#### [Collection entries]
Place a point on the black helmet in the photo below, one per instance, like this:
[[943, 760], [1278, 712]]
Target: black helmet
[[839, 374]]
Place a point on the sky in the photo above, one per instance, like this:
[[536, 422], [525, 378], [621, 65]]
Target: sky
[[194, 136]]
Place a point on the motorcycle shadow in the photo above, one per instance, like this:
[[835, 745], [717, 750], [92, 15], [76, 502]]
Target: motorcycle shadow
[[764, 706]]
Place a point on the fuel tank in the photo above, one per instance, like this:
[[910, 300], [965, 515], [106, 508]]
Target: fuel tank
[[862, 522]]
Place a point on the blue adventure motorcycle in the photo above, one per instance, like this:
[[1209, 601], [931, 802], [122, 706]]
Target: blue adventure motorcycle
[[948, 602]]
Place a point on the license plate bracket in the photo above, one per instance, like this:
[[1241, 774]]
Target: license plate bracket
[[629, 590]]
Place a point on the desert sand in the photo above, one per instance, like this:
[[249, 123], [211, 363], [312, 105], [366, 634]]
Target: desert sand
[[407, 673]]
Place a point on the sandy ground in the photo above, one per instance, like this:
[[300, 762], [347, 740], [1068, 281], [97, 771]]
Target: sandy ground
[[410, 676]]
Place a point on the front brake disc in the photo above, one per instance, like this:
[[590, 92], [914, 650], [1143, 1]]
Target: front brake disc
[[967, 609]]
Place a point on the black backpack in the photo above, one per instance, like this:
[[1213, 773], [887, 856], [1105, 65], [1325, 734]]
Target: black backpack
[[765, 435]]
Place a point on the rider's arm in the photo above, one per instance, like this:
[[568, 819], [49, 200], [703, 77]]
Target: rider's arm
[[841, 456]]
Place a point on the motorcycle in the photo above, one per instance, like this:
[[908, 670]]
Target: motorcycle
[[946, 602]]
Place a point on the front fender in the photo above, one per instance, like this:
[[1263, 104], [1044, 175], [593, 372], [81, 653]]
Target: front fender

#### [What you should do]
Reproduce all of the records above, substituting "one for each instance" for every occurrence of "one per instance" and keeping everything else as it is.

#### [Response]
Place a point on the black helmet in the photo below, one for each instance, like this:
[[943, 760], [1278, 712]]
Target: black helmet
[[839, 374]]
Place a point on the sky in the photo above, one for each instance, like this:
[[536, 422], [525, 378], [621, 65]]
Target: sky
[[194, 136]]
Place a point on the motorcycle shadow in the photo above, one for each instance, like this:
[[835, 745], [717, 750], [92, 15], [76, 502]]
Target: motorcycle shadow
[[764, 706]]
Place a point on the fuel tank in the photo above, one for each instance, like this:
[[910, 300], [965, 515], [106, 508]]
Target: fuel tank
[[862, 522]]
Place a point on the blue adventure motorcycle in the photo above, one for each instance, like this:
[[1209, 601], [931, 802], [122, 706]]
Target: blue adventure motorcycle
[[948, 602]]
Place a point on the license plate bracket in the photo above, one for each instance, like this:
[[1241, 774]]
Target: license plate bracket
[[629, 590]]
Place a point on the desert sand in the photo above, one for each instance, like this:
[[249, 123], [211, 363], [312, 105], [366, 634]]
Target: desert sand
[[407, 673]]
Place a point on the sandy ground in the photo above, one for each instance, like this:
[[300, 762], [347, 740], [1068, 281], [97, 771]]
Target: sandy ground
[[410, 676]]
Place a point on the front brake disc in the photo above, one for each instance, like this:
[[590, 92], [914, 650], [1143, 1]]
Target: front brake disc
[[967, 609]]
Place a point on the black backpack in the photo above, one for each instance, like this:
[[1213, 773], [887, 856], [1105, 65], [1325, 734]]
Target: black backpack
[[765, 435]]
Place a point on the rider's arm in the photo above, one for each instance, like this:
[[568, 819], [49, 200], [703, 77]]
Target: rider's arm
[[841, 456]]
Place a point on the motorcycle in the photo above, one for each instance, like this:
[[908, 670]]
Target: motorcycle
[[946, 602]]
Place a point on the front fender in the photo above, one for each instance, like this:
[[1263, 104], [1044, 175], [593, 372], [81, 653]]
Target: front fender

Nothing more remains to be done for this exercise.